▸ **WHAT TO WORK ON**: Reproduce part of the ORI prediction text below, starting at the words "where TP represents" and ending after "of the non-ORI.".

::: SOURCE TEXT

To integrate feature information output by the Pooling layer, a fully connected layer is constructed to perform classification tasks with a size of $$384$$. In addition, the Softmax function is employed to calculate scores for a DNA sequence identified as ORI or non-ORI, and the final identification result is given with a higher score.

Based on the Default Mode, the setting of hyper-parameters is listed in Table 5 where $$L_{max}$$ represents the longest length of the sequences; Trainable which can be set as ‘True’ of ‘False’ represents the parameter to determine whether the embedding layer can be trained; The Num_Channels is the parameter to represent the number of channels in the embedding layer. Embedding layer can realize the conversions from trinucleotides to corresponding pre-training feature vectors. In convolution blocks with an activation function of ReLu, convolutional kernels are set as $$[2,\ 3,\ 4]$$ respectively, and the number of kernels for each size is set to be 128. L2 regularization is adopted to avoid over-fitting, which can ensure the availability of the proposed architecture. Adam is chosen as the optimizer to compute different and adaptive learning rates for each parameter using a batch size of 64 for an initial learning rate of 0.001 with a decay rate of 0.9.

### Performance evaluation

To evaluate the quality of the proposed predictor in a comprehensive and efficient way, it is necessary to set up a complete metrics system. In the area of statistical prediction, five measure indexes are widely used to evaluate predictors: the overall accuracy (Acc), the sensitivity (Sn), the specificity (Sp), the Matthew’s correlation coefficient (MCC), and the AUC (the Area Under the Receiver Operating Characteristic (ROC)59). Based on the symbols introduced by Chou60, the first four indexes can be defined as following formula:

\begin{aligned} Sn= & {} \dfrac{TP}{TP+FN}, \quad 0\le Sn\le 1 \end{aligned}
(11)
\begin{aligned} Sp= & {} \dfrac{TN}{TN+FP}, \quad 0\le Sp\le 1 \end{aligned}
(12)
\begin{aligned} Acc= & {} \dfrac{TP+TN}{TP+TN+FP+FN}, \quad 0\le Acc\le 1 \end{aligned}
(13)
\begin{aligned} MCC= & {} \frac{1-\left( {\frac{{FN}}{{TP+FN}}+\frac{{FP}}{{TN+FP}}}\right) }{\sqrt{\left( 1+\frac{{FP-FN}}{P}\right) \left( 1+\frac{{FN-FP}}{N}\right) }}, \quad -1\le MCC\le 1 \end{aligned}
(14)

where TP represents the number of ORIs that are correctly predicted. TN represents the number of non-ORIs that are correctly predicted. FN denotes the number of ORIs that are incorrectly predicted to be the non-ORIs. FP denotes the number of non-ORIs that are falsely predicted to be ORIs. P is defined as the total number of ORIs. N is defined as the total number of the non-ORI.

::::::
::: DATA EXTRACT

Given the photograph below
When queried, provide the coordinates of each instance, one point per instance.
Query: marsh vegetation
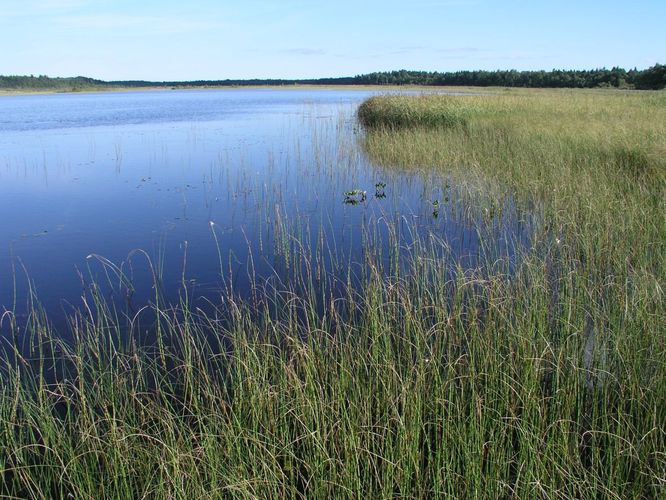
(535, 369)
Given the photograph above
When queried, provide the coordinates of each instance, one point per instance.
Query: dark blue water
(87, 180)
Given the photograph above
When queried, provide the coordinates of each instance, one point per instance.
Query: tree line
(650, 78)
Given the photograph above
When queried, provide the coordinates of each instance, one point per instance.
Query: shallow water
(90, 177)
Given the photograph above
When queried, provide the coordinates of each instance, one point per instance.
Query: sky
(218, 39)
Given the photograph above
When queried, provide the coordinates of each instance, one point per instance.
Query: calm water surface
(90, 177)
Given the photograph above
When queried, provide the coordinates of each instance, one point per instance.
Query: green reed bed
(542, 380)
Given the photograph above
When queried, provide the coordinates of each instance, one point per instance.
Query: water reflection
(216, 188)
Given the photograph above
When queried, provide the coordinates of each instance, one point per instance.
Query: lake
(204, 190)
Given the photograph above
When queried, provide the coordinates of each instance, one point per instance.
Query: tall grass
(546, 379)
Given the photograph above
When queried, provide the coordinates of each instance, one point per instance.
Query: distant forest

::::::

▸ **EXERCISE ANSWER**:
where TP represents the number of ORIs that are correctly predicted. TN represents the number of non-ORIs that are correctly predicted. FN denotes the number of ORIs that are incorrectly predicted to be the non-ORIs. FP denotes the number of non-ORIs that are falsely predicted to be ORIs. P is defined as the total number of ORIs. N is defined as the total number of the non-ORI.